Image-grounded pointing data:
▬▬▬▬▬▬▬▬▬▬

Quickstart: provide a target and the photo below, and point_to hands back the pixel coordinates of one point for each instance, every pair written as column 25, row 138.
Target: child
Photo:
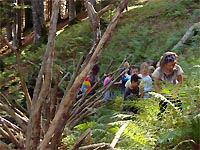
column 146, row 83
column 90, row 80
column 107, row 80
column 133, row 89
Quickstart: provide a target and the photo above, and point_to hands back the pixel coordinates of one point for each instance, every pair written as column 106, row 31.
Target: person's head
column 135, row 81
column 126, row 65
column 96, row 69
column 144, row 68
column 133, row 70
column 168, row 61
column 150, row 62
column 151, row 69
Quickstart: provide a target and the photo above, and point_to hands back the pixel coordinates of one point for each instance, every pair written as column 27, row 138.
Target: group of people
column 138, row 84
column 167, row 70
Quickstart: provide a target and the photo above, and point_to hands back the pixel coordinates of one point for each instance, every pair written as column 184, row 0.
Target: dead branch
column 43, row 84
column 23, row 83
column 11, row 136
column 81, row 139
column 4, row 146
column 65, row 106
column 187, row 35
column 10, row 125
column 105, row 9
column 6, row 80
column 99, row 146
column 22, row 121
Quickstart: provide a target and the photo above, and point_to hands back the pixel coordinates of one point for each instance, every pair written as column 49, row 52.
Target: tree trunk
column 63, row 113
column 72, row 10
column 39, row 26
column 28, row 16
column 43, row 85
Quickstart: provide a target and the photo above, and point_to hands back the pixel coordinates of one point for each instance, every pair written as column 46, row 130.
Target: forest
column 47, row 48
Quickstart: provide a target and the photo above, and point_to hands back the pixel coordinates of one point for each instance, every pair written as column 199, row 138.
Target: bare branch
column 23, row 83
column 187, row 35
column 81, row 139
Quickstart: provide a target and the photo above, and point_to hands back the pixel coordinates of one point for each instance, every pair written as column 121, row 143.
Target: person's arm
column 157, row 85
column 180, row 79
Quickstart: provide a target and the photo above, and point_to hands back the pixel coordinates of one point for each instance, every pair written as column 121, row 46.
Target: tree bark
column 62, row 114
column 72, row 10
column 187, row 35
column 38, row 20
column 43, row 84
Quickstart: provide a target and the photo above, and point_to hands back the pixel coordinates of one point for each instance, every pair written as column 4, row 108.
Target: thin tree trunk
column 43, row 85
column 59, row 121
column 38, row 20
column 72, row 10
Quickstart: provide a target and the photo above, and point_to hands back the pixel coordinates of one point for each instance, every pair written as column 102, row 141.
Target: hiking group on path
column 137, row 84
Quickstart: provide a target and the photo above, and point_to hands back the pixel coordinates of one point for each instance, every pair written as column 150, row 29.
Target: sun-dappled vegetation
column 145, row 31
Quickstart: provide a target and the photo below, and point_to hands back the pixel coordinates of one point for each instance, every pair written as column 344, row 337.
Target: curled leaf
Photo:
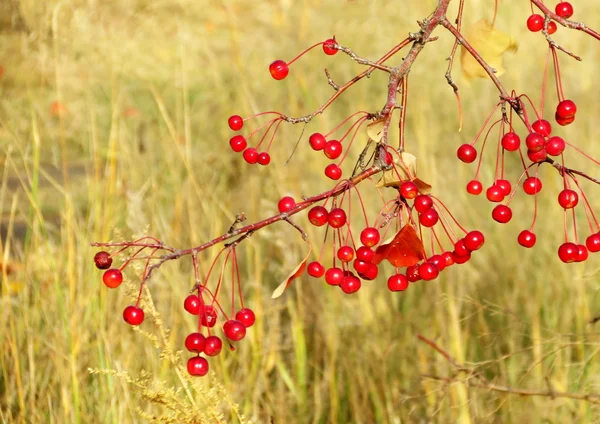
column 405, row 249
column 491, row 44
column 297, row 272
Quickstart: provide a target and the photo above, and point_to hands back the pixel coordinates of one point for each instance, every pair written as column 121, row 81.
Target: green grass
column 142, row 148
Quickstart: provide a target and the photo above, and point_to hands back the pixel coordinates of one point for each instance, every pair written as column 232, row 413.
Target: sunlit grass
column 141, row 147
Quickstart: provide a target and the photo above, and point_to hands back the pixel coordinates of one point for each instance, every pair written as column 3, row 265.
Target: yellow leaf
column 491, row 44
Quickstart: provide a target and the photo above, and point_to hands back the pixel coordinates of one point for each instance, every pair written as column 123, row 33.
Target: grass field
column 113, row 124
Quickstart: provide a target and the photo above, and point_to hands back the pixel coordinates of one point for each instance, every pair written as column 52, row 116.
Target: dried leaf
column 297, row 272
column 405, row 249
column 491, row 44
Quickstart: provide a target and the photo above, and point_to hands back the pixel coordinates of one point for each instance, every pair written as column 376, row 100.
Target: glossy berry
column 102, row 260
column 511, row 141
column 133, row 315
column 315, row 269
column 567, row 252
column 112, row 278
column 564, row 9
column 333, row 149
column 532, row 185
column 238, row 143
column 398, row 282
column 317, row 141
column 555, row 146
column 328, row 47
column 192, row 304
column 502, row 214
column 543, row 127
column 474, row 187
column 334, row 276
column 566, row 109
column 235, row 122
column 195, row 342
column 246, row 316
column 250, row 155
column 370, row 236
column 333, row 171
column 279, row 69
column 317, row 216
column 429, row 218
column 422, row 203
column 526, row 239
column 337, row 218
column 234, row 330
column 535, row 22
column 285, row 204
column 474, row 240
column 197, row 366
column 409, row 190
column 213, row 346
column 466, row 153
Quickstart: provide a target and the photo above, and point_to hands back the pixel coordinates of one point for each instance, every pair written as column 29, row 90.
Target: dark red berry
column 133, row 315
column 103, row 260
column 279, row 69
column 112, row 278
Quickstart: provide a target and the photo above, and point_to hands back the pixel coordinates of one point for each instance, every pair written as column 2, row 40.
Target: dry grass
column 141, row 146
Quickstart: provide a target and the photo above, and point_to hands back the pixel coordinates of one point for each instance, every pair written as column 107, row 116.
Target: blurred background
column 113, row 124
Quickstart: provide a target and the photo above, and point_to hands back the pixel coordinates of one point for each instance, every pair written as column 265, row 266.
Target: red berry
column 317, row 216
column 102, row 260
column 195, row 342
column 336, row 218
column 235, row 122
column 397, row 282
column 474, row 240
column 317, row 141
column 285, row 204
column 535, row 22
column 526, row 239
column 279, row 69
column 328, row 46
column 250, row 155
column 112, row 278
column 511, row 141
column 333, row 171
column 568, row 199
column 422, row 203
column 564, row 9
column 429, row 218
column 192, row 304
column 567, row 252
column 467, row 153
column 370, row 236
column 566, row 109
column 409, row 190
column 197, row 366
column 213, row 346
column 246, row 316
column 334, row 276
column 133, row 315
column 502, row 214
column 495, row 193
column 543, row 127
column 532, row 185
column 238, row 143
column 333, row 149
column 315, row 269
column 593, row 242
column 535, row 142
column 474, row 187
column 555, row 146
column 234, row 330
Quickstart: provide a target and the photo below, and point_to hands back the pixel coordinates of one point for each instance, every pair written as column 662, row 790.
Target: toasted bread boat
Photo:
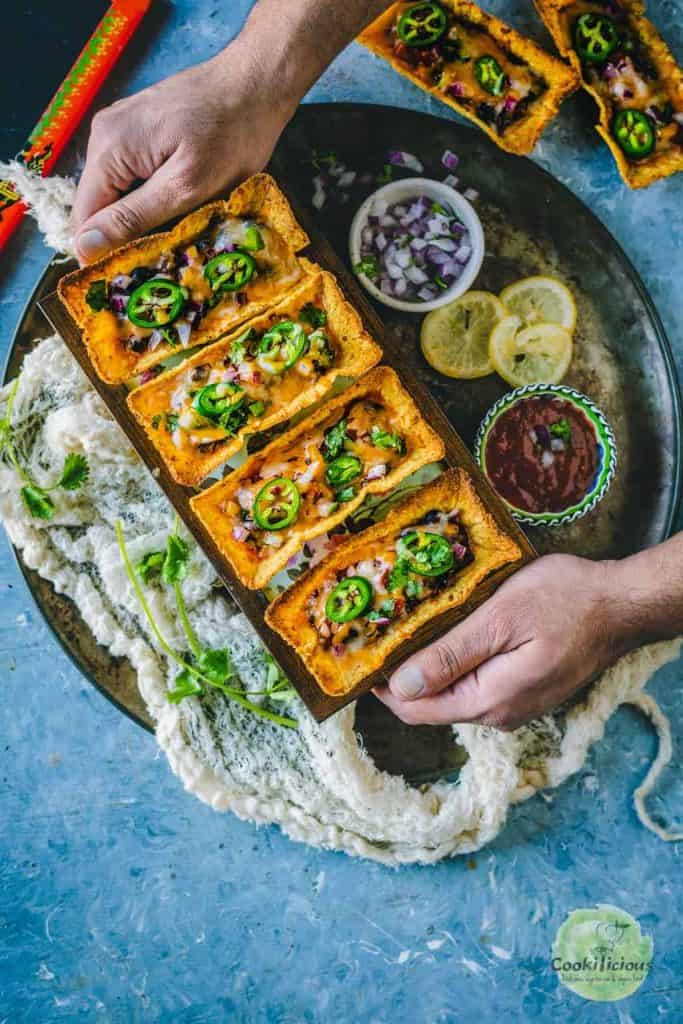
column 218, row 267
column 638, row 74
column 502, row 81
column 308, row 480
column 337, row 345
column 410, row 578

▬▬▬▬▬▬▬▬▬▬

■ AIM OF THE EXERCISE
Every entry above is to be printed again exactly, pictures omitted.

■ SOLUTION TO THIS PROBLEM
Quickstart: provide a target and the photo below, and point_to hands back the pixel coordinates of one point for each instance, every pair written as column 25, row 138.
Target: child
Photo:
column 146, row 83
column 90, row 80
column 107, row 80
column 133, row 89
Quickstart: provide a target and the photo above, and point_to hands back the pixel coordinates of one point for each instance, every pair written as column 106, row 31.
Target: person's head
column 135, row 81
column 126, row 65
column 96, row 69
column 144, row 68
column 133, row 70
column 168, row 61
column 150, row 62
column 151, row 69
Quickstart: provide a target and the photo above, and point_to hands back the pixel coordinates of one point for each instance, every pair written as column 27, row 138.
Target: group of people
column 138, row 84
column 167, row 70
Quickstart: provide a target and the photo above, and point_to hands back the pixel coordinates of one point for each instance, every pair written as column 184, row 0.
Target: dead branch
column 43, row 84
column 23, row 83
column 11, row 136
column 81, row 139
column 4, row 146
column 65, row 106
column 187, row 35
column 10, row 125
column 105, row 9
column 6, row 80
column 99, row 146
column 22, row 121
Quickstart: provide a target and the photo above, and point_to hands back the pixel coordinates of one point for each instance, every pair written as column 49, row 52.
Target: tree trunk
column 63, row 113
column 72, row 10
column 39, row 26
column 28, row 16
column 43, row 85
Quickstart: provide a target and the photo above, and point_to hands back the pixel coordinates of one point for each instance, every pair written as column 46, row 130.
Target: forest
column 47, row 48
Quickstart: provide a target and the photo above, and point_to hands back the pixel coordinates of one point for each instance, every pair written as column 199, row 138.
Target: bare branch
column 23, row 83
column 187, row 35
column 81, row 139
Quickstart: provide a target and the photo above, and point_to hands back the pixel coordinates of one point for each instance, every pair written as column 121, row 143.
Target: person's arm
column 157, row 85
column 180, row 79
Quickstart: provide a target and the photo above, and point_to hands back the pixel coordinates of one point for each instance, every pair written as column 121, row 46.
Target: tree bark
column 62, row 114
column 72, row 10
column 187, row 35
column 38, row 20
column 43, row 84
Quickstart: provide a target and the photo above, and point_to hands back the pixel coordinates of one point for each instance, every pair written as column 4, row 108.
Target: thin tree trunk
column 43, row 85
column 59, row 121
column 38, row 20
column 72, row 10
Quickstart: provide a target and the photo above, and point_to hands back the pixel coordinates of one point for each instance, every pair written as column 102, row 141.
Target: hiking group on path
column 137, row 84
Quickstart: provide a target and the photo above, and point_to hands back the pixel coordinates of one point for each instance, every pair written as column 150, row 29.
Target: sun-dappled vegetation
column 145, row 31
Quickstart: provide a target and the photo below, and point_to hands back the pixel coordinates of one point for each instance, every pair written as column 344, row 337.
Target: curled leaf
Photo:
column 405, row 249
column 491, row 44
column 297, row 272
Quickstart: provide a target and the photo above, and point_to hands back the pixel coordinates of one point for each instance, every pair written as column 121, row 81.
Target: green grass
column 142, row 148
Quickstart: provide a target and the photo above, and point_to hands back the pixel coordinates of one point for each instance, every pair written as column 232, row 413.
Target: sunlit grass
column 141, row 147
Quickstart: provide a target and the photo above, and point_to hands back the pixel coordinates of one point for each instance, every pair written as column 3, row 265.
Target: yellow leaf
column 491, row 44
Quickstart: provide a target and the photo above, and point_to hands back the pixel coordinates of one point for each instance, every pair written as column 123, row 33.
Target: grass field
column 113, row 124
Quickstart: provide a target and the photo above, and point_to hands back the pixel coordinates of one point for each instance, every pair written as column 52, row 116.
Target: dried leaf
column 297, row 272
column 405, row 249
column 491, row 44
Quickstart: provide a target and the photo above, and point_to hands back the pixel coordinates of one point for each instance, every pair written as column 376, row 100.
Target: glossy berry
column 102, row 260
column 511, row 141
column 133, row 315
column 315, row 269
column 567, row 252
column 112, row 278
column 564, row 9
column 333, row 149
column 532, row 185
column 238, row 143
column 398, row 282
column 317, row 141
column 555, row 146
column 328, row 47
column 192, row 304
column 502, row 214
column 543, row 127
column 474, row 187
column 334, row 276
column 566, row 109
column 235, row 122
column 195, row 342
column 246, row 316
column 250, row 155
column 370, row 236
column 333, row 171
column 279, row 69
column 317, row 216
column 429, row 218
column 422, row 203
column 526, row 239
column 337, row 218
column 234, row 330
column 535, row 22
column 285, row 204
column 474, row 240
column 197, row 366
column 409, row 190
column 213, row 346
column 466, row 153
Quickstart: provide a target and the photo above, and point_to hands back the pixel coordinates of one point for each instance, every pair written as column 29, row 90.
Target: dark red berry
column 133, row 315
column 103, row 260
column 279, row 69
column 112, row 278
Quickstart: provide a target and the photo above, and point_to hands back the pixel coordinates of one point for each instance, every pair written as column 2, row 40.
Target: dry grass
column 141, row 146
Quickstart: provide a target and the photo above, and point_to hands back the pixel coordinates of one point for each instance, every pair written as column 107, row 116.
Target: blurred background
column 113, row 124
Quickstart: provide a target and the photo above, and point_to hands back the pixel coordinates of one point for each instance, every pair written as column 265, row 266.
Target: red berry
column 317, row 216
column 102, row 260
column 195, row 342
column 336, row 218
column 235, row 122
column 397, row 282
column 474, row 240
column 317, row 141
column 285, row 204
column 535, row 22
column 526, row 239
column 279, row 69
column 328, row 46
column 250, row 155
column 112, row 278
column 511, row 141
column 333, row 171
column 568, row 199
column 422, row 203
column 564, row 9
column 429, row 218
column 192, row 304
column 567, row 252
column 467, row 153
column 370, row 236
column 566, row 109
column 409, row 190
column 197, row 366
column 213, row 346
column 246, row 316
column 334, row 276
column 133, row 315
column 502, row 214
column 495, row 193
column 543, row 127
column 532, row 185
column 238, row 143
column 333, row 149
column 315, row 269
column 593, row 242
column 535, row 142
column 474, row 187
column 555, row 146
column 234, row 330
Quickstart: provide a target and the photo below, and point_to hands back the pixel coordinates of one point for each instance, every pair written as column 662, row 790.
Target: toasted bread boat
Photo:
column 218, row 267
column 638, row 74
column 502, row 81
column 308, row 480
column 337, row 345
column 410, row 578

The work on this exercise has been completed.